__Instructions to follow__. Return only the line that contains "Indicate a point on each instance of the curved" and each line after it, through the last line of the data below, copied exactly.

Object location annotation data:
* * *
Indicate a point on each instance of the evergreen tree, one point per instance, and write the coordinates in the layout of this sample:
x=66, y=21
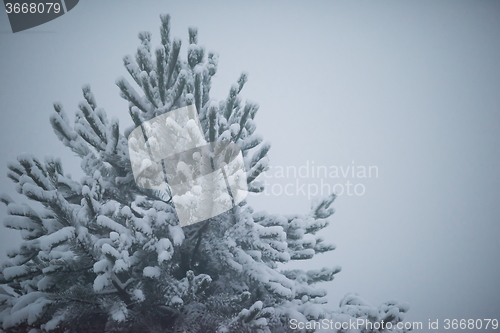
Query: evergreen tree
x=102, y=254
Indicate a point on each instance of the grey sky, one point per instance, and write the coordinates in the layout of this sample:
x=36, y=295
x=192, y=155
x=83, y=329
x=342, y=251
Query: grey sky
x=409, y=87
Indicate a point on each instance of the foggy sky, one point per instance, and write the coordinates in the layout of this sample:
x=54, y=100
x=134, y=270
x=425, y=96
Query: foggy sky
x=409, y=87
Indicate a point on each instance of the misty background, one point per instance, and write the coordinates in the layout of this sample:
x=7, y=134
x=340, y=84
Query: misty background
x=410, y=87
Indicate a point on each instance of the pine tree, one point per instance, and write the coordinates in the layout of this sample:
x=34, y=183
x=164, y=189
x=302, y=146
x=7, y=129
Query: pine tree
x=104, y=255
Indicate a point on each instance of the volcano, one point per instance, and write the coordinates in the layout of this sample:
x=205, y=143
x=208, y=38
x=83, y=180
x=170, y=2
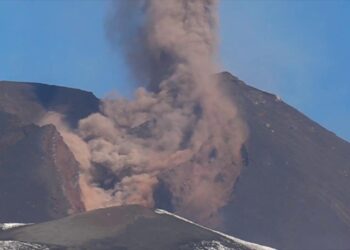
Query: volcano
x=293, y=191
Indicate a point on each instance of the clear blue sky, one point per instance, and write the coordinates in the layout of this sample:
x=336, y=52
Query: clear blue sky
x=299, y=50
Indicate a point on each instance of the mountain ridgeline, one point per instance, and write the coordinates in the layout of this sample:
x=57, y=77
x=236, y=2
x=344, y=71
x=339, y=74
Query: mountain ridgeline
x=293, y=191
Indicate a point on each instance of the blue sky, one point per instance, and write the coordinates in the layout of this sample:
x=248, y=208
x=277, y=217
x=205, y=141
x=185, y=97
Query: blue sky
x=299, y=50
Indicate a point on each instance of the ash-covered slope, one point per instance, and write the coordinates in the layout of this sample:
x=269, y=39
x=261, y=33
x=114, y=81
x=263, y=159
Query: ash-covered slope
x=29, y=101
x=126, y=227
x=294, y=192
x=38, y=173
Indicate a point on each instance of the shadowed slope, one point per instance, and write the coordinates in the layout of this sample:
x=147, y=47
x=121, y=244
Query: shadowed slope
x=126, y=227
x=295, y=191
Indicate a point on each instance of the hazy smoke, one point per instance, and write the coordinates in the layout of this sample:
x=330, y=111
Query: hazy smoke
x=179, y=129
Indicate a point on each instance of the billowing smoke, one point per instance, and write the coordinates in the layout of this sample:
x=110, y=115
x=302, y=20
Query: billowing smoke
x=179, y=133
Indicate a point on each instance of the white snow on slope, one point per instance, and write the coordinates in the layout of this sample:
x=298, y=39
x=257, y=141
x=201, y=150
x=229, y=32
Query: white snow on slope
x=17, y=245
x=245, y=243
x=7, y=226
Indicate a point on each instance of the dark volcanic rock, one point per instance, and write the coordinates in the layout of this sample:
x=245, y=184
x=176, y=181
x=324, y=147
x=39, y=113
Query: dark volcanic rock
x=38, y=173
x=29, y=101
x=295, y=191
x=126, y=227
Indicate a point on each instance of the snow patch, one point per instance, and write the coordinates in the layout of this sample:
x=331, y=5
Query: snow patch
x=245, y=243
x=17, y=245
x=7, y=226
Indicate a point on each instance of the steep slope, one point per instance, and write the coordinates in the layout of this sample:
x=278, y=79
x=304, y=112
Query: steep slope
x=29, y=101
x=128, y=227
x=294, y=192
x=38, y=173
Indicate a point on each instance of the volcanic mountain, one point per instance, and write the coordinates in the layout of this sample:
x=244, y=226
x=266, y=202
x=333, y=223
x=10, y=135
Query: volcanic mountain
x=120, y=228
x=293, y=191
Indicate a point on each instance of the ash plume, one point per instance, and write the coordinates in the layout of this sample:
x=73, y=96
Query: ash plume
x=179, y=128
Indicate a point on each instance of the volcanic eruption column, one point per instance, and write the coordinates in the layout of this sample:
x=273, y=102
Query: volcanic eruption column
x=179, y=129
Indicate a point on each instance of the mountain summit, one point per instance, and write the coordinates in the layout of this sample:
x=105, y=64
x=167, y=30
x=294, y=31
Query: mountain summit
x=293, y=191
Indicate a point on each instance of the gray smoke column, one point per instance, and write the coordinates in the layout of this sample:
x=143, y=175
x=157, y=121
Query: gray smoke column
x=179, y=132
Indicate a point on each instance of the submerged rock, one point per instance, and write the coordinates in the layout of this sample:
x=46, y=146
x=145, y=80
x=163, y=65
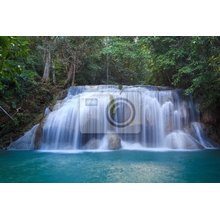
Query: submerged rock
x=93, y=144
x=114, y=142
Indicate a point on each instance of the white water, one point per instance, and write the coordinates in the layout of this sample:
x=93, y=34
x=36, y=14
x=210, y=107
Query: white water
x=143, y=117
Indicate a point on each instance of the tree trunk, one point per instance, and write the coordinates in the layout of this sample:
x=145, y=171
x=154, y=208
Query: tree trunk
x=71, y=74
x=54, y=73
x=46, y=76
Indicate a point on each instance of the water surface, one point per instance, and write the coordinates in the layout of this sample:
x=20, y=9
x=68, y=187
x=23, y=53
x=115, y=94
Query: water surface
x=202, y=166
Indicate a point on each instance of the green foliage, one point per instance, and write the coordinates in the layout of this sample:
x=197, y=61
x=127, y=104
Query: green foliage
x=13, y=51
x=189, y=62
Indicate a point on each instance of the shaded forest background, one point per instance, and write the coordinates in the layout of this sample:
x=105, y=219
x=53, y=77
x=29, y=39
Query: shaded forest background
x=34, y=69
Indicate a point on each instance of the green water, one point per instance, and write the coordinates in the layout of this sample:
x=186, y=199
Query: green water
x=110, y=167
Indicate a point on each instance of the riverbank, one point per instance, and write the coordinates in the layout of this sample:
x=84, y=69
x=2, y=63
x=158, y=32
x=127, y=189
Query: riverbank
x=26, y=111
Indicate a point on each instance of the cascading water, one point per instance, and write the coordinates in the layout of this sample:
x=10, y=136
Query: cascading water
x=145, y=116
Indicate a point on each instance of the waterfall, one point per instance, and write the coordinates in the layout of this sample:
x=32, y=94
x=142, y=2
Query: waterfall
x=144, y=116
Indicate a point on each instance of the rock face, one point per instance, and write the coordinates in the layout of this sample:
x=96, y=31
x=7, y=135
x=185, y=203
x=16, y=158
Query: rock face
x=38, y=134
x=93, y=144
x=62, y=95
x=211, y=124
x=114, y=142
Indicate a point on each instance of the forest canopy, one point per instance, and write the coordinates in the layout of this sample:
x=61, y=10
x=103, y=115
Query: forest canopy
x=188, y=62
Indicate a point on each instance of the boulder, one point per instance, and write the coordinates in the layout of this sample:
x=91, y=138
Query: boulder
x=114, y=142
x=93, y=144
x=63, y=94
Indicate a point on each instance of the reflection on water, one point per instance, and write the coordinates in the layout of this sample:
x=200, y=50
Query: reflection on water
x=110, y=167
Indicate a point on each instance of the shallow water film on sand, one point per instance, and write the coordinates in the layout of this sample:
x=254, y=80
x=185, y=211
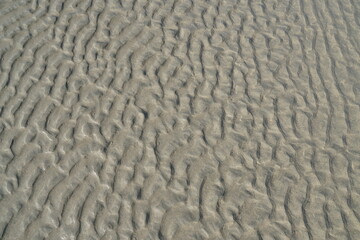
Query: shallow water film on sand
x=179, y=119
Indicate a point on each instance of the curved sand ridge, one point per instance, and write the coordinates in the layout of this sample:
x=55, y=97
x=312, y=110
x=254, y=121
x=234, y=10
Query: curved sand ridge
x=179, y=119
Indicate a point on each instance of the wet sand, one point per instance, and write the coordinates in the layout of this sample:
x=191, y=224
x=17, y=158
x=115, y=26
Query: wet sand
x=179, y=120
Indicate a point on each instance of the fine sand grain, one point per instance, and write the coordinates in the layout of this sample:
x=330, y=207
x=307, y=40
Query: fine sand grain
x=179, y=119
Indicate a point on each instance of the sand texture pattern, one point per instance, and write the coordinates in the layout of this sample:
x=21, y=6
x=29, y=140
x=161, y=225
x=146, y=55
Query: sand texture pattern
* * *
__Task output__.
Indicate a point on each instance of the curved sand ridge, one point per instance, and write the coordinates in the layout of this sample:
x=55, y=97
x=312, y=110
x=254, y=121
x=234, y=10
Query: curved sand ridge
x=179, y=119
Indicate a point on each instance of the wet sand, one point per instance, and write the coordinates in the layout of this sample:
x=191, y=224
x=17, y=158
x=115, y=26
Query: wet sand
x=179, y=120
Indicate a point on each instance of the fine sand grain, one point per instance, and write the coordinates in the layout of this sample:
x=330, y=207
x=307, y=40
Query: fine sand grain
x=179, y=119
Indicate a point on each instance of the sand texture pattern, one point per instance, and write the coordinates in the layout of this sample:
x=21, y=6
x=29, y=140
x=161, y=225
x=146, y=55
Query: sand texture pattern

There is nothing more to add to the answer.